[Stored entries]
+ + + + +
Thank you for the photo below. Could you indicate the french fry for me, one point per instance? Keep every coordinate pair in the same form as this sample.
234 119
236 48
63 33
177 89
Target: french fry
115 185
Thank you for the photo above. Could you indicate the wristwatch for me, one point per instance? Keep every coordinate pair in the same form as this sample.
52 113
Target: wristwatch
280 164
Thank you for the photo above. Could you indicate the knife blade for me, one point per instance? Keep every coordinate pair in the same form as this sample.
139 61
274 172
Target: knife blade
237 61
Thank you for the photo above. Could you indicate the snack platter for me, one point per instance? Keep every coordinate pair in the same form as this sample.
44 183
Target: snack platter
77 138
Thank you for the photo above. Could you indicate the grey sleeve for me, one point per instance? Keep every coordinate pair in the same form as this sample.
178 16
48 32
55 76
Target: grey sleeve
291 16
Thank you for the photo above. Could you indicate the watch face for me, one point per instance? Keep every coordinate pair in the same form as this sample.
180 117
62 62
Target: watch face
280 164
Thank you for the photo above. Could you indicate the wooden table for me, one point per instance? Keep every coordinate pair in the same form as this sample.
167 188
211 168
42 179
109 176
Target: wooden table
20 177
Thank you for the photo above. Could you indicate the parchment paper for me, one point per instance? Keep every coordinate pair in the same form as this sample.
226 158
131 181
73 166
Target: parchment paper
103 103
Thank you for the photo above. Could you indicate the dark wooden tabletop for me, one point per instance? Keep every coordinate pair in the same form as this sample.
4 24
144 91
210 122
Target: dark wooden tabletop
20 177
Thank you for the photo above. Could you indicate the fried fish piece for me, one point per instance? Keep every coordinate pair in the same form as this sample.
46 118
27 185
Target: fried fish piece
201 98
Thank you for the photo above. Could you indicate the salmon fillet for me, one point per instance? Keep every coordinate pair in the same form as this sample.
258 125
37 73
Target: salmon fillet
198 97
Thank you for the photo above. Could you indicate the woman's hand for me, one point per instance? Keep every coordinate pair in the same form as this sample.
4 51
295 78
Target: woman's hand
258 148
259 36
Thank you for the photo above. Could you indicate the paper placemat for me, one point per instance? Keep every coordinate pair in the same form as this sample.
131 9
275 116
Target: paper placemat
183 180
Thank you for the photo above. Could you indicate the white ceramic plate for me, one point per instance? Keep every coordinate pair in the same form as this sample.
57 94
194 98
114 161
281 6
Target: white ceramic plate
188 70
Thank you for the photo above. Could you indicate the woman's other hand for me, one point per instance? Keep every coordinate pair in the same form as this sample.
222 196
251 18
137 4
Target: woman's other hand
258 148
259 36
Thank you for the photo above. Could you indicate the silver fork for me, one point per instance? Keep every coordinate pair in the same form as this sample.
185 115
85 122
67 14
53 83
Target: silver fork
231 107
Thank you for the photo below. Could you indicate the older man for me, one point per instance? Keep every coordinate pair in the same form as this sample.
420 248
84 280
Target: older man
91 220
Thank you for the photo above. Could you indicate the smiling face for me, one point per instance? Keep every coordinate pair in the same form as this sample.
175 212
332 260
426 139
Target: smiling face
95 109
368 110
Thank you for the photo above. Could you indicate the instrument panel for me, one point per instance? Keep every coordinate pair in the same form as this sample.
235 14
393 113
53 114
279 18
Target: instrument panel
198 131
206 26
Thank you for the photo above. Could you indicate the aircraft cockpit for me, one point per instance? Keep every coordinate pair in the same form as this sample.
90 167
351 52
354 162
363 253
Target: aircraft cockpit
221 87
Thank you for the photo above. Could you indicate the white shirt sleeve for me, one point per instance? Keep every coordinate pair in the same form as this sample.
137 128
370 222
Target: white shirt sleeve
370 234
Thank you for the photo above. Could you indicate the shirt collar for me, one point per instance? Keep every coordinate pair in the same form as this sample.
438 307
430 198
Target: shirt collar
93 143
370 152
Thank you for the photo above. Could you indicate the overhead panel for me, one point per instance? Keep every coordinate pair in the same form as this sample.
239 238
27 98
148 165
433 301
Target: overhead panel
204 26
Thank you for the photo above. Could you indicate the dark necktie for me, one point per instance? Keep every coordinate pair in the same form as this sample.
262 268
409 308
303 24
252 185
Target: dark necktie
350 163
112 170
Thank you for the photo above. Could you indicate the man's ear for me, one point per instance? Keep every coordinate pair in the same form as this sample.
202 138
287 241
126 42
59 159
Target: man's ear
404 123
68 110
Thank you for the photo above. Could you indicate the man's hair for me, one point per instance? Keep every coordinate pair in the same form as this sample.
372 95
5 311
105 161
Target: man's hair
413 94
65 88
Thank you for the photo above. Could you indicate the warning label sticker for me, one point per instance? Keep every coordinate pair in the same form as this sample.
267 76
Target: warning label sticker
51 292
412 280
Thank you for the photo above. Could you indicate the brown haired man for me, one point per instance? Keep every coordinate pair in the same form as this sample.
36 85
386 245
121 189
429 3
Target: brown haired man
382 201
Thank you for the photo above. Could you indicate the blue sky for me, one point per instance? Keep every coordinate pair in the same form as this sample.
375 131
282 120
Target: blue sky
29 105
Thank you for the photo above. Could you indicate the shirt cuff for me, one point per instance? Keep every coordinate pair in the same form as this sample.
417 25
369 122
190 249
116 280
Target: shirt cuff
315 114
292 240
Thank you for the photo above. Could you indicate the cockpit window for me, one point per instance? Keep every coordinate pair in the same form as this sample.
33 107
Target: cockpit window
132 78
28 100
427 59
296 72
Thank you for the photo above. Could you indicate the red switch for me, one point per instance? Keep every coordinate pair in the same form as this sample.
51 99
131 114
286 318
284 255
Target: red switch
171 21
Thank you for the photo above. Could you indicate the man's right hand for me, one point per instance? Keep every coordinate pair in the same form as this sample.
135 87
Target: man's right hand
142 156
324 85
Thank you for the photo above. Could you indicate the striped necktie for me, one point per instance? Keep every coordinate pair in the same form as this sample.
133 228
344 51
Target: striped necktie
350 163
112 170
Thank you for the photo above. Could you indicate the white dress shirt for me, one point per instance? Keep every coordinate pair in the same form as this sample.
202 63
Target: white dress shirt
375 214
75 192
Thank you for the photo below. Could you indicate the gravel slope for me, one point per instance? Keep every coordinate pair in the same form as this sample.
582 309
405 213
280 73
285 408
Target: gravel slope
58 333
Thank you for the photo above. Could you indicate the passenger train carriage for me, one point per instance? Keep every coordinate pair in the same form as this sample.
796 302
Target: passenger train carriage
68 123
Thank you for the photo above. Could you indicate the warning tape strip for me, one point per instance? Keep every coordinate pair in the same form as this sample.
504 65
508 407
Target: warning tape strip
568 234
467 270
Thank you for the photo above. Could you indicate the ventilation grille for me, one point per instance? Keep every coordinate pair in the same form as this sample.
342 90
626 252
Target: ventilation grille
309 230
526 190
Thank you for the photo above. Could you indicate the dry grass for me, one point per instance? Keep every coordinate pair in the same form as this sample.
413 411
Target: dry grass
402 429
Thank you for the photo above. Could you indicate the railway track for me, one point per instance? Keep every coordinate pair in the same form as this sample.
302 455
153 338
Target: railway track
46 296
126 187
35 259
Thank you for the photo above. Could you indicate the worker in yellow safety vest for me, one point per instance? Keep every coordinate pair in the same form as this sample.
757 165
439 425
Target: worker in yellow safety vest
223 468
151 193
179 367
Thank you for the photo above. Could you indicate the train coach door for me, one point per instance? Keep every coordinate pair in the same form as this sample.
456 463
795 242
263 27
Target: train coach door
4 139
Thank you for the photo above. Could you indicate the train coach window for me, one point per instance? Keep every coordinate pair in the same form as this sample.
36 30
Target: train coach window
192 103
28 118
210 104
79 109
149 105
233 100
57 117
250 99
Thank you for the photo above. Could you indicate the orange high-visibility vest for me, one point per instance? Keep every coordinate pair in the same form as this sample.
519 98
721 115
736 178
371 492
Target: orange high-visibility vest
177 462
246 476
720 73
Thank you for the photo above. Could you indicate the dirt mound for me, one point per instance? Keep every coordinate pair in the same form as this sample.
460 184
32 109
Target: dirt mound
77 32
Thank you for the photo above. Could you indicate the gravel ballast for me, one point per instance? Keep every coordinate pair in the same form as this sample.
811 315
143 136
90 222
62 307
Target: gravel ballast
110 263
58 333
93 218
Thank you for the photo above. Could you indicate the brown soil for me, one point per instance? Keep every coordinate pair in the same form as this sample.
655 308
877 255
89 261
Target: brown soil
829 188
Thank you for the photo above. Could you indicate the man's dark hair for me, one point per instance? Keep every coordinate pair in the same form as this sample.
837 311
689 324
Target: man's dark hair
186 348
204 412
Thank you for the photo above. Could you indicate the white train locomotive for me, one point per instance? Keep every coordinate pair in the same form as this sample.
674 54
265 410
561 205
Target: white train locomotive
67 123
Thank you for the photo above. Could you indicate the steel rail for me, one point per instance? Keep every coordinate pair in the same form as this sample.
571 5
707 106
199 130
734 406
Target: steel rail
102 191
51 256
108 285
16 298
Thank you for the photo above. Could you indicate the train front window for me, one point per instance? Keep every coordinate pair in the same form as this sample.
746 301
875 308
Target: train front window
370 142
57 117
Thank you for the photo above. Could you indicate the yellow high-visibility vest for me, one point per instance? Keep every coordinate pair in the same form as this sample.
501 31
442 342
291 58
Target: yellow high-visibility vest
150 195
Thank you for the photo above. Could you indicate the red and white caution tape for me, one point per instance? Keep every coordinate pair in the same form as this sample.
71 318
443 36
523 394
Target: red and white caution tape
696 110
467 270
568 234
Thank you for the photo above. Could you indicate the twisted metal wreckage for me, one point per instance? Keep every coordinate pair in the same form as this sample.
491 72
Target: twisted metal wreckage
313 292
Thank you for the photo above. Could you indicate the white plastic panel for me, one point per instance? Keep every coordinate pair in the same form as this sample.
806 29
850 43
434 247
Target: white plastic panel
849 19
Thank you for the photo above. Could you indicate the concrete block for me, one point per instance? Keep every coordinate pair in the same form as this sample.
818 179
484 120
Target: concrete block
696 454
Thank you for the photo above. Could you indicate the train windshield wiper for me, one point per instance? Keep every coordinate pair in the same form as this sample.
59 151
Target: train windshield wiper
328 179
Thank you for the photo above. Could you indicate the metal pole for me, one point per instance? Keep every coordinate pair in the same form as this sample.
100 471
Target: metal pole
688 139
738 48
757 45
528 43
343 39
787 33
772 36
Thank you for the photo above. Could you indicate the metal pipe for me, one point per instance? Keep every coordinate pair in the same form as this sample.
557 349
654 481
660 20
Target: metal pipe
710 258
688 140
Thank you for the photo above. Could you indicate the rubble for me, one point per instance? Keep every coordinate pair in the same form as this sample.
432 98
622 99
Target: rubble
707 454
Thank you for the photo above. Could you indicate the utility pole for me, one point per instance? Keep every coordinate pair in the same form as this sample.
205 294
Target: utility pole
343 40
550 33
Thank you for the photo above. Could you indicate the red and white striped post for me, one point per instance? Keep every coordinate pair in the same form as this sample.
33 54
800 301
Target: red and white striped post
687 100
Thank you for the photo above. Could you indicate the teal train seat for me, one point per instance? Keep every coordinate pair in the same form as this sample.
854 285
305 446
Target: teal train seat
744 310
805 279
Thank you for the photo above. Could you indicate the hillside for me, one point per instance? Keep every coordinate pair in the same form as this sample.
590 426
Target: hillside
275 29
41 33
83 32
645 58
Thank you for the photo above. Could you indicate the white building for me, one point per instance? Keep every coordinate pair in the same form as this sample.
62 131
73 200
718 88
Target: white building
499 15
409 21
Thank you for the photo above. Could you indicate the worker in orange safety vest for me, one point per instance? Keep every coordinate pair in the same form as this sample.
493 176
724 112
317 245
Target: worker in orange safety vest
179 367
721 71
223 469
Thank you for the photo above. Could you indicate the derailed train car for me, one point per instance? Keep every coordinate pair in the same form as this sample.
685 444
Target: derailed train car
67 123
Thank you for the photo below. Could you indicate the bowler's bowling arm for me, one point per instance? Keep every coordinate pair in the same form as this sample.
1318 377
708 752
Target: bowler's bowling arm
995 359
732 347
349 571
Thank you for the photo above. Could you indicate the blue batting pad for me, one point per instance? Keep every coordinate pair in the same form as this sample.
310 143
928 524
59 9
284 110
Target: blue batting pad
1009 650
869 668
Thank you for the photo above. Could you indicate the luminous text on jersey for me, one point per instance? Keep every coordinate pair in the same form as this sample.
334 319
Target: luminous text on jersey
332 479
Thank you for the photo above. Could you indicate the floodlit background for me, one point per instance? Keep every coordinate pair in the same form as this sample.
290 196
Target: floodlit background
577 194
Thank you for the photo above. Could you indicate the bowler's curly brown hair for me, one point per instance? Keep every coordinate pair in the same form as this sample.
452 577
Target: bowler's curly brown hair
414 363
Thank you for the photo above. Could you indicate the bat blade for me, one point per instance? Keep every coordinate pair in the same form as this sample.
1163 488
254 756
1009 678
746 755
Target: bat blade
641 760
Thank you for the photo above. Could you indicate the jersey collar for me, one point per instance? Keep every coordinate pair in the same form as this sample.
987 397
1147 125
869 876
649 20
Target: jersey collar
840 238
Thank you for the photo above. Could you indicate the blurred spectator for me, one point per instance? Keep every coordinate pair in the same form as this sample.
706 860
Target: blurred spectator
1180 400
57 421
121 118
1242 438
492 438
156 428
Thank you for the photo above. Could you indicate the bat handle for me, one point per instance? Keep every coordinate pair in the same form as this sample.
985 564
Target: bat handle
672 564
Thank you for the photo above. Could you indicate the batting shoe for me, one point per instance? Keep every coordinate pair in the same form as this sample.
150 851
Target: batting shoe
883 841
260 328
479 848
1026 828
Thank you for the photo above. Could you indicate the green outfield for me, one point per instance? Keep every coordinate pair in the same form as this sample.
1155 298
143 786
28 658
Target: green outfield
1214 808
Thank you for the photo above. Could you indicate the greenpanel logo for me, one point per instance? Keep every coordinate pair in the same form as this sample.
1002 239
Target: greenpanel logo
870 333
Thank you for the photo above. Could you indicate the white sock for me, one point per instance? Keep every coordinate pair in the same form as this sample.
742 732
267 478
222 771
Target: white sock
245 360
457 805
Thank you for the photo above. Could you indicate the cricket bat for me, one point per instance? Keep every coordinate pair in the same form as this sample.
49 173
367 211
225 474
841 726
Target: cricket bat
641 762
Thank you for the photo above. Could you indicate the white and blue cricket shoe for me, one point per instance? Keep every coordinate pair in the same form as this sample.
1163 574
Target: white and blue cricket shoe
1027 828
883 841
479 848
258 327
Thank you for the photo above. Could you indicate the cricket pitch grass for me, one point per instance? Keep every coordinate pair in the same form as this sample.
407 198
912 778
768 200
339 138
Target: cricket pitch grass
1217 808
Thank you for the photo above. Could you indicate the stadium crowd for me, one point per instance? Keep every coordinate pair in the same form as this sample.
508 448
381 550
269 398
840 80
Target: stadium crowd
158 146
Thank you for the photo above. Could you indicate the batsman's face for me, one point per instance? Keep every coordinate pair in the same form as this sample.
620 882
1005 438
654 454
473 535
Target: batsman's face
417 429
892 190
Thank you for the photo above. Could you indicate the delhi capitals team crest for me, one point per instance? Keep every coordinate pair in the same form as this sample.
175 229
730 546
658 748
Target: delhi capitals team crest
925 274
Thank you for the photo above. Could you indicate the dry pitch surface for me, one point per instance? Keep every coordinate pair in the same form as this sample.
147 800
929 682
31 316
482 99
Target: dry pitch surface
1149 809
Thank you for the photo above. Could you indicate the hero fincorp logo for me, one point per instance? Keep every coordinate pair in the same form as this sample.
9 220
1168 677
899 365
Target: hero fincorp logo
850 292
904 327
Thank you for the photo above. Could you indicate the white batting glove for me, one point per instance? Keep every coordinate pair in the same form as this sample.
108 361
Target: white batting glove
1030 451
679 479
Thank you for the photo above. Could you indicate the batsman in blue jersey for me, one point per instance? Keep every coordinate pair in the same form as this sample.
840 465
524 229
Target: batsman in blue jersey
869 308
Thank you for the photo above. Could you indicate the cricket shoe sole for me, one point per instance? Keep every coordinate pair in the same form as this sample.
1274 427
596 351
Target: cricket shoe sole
+ + + + +
What you should do
Reproduce the listing from the line containing "the white batting" through the end of the listing, with the requests included, and shift every answer coordinate by adding 97 to each number.

Exercise solution
Thank you for the photo above. Could you indicate the white batting glove for me, one point per instance? Keep every coordinate pair in the same form as this sample.
108 361
Target: white batting glove
1127 548
776 576
Thank you for the photo above. Could you indicate the batsman in blue jersey for me, one point per instance? Keep every coordinate pair in the same form as this sample.
840 465
524 229
Target: batsman in blue jersey
966 405
Thank you for the photo above. Could you indicate the cricket shoe sole for me, one point per instance? Keep every coordinate pair in the same form as this sample.
1274 427
596 351
Target: cricket shoe sole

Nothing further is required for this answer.